* _Source document_
Illinois projects mid-July for new licensing
For the first time since Gov. J.B. Pritzker suspended all licensing April 30, the 700 applicants who applied for the 75 highly sought-after dispensary licenses in Illinois finally heard a government official speak about the delayed process.
On Thursday, June 11, Senior Advisor for Cannabis Control to Gov. J.B. Pritzker Toi Hutchinson told the Cook County Cannabis Commission that the awarding of licensing should start in mid-July.
All 75 licenses were supposed to be announced at once, but now some applicants may have to wait until August or September.
The Covid-19 pandemic and an the June 9 expiration date set for the tiebreaker rules delayed the licensing process.
“The hope is that we will know mid-July who actually won out right in their region,” she Hutchinson, “but we can’t admit there is a tie, until the permanent rule become permanent —and goes through that normal process.”
According to Hutchinson, the accounting firm hired to grade the applications had difficulty traveling during the pandemic, “which really slowed down everything on the dispensary side.”
The other delay came from making sure each and every application can be properly scored and recorded with the best metrics possible as evidence for any future lawsuit.
“At the end of the day,” Hutchinson in the online meeting, “the reason why this first round of licenses are capped, is because we have a demand study that says we can have up to 500 dispensaries in Illinois. We’re not going to have anywhere near 500 dispensaries. And that’s because the way we did it was different than every other way state did it. We wanted to try embedding the social equity principals, knowing that the minute we announce who this is, there’s going to be a lot of lawsuits that come.”

* _Work order_
Continue the article on Illinois dispensary licensing, starting after its final sentence.

* _Data under study_

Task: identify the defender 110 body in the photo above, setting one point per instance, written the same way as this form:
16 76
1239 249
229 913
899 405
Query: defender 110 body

* _Answer box_
Hutchinson also told the Cook County Cannabis Commission she is aware the delays in licensing are hurting the same social equity applicants it is trying to help.
“I just want to encourage you to remind your continuants and the people who want it right now,” she said, “that the baseline is this: if the war on drugs is race specific, why can’t the remedy be race specific.”
Hutchinson reminded the Commission that the Illinois cannabis industry is going to grow with products that have nothing to do with dispensaries. She also repeated the mindset of the administration by saying that January 1, 2020, was not the destination. It was just the begging.
“You get to see now where the predatory behavior happened,” she said. “Where were there problems with the application process? Where can we change, or do we even want to do another point system thing? And we do that all with an eye on protecting future-market ability for people coming online. Because you don’t get to potential monopolization until you get to one dispensary for every 6,000 people. We’re going to have one dispensary for every 124,000 people. So, there is lots of room to grow.”
Hutchison is aware that officials from other states are watching how Illinois implements the first legislated reparations into action.
“If we would have opened the door and let everyone come in at the same time right now, we wouldn’t be able to test whether or not these equity measures actual work,” she said. “This industry is going to grow, and because it’s going to grow, it’s going to need all the things the other industry do. So while we’re not concentrating on licensure, which is important, we also need to figure out how to work together.”
Each applicant was permitted to apply for up to 10 licenses, and 50 points out of a possible 250 were awarded to those who qualified for social equity status.
To qualify for social equity status, at least 51 percent of an ownership group applying for a state license has to live in an area most impacted by the war on drugs, been arrested or had a family member arrested for a cannabis-related offense; or have more than 10 full-time employees, at least 51 percent of whom would otherwise qualify for social equity status.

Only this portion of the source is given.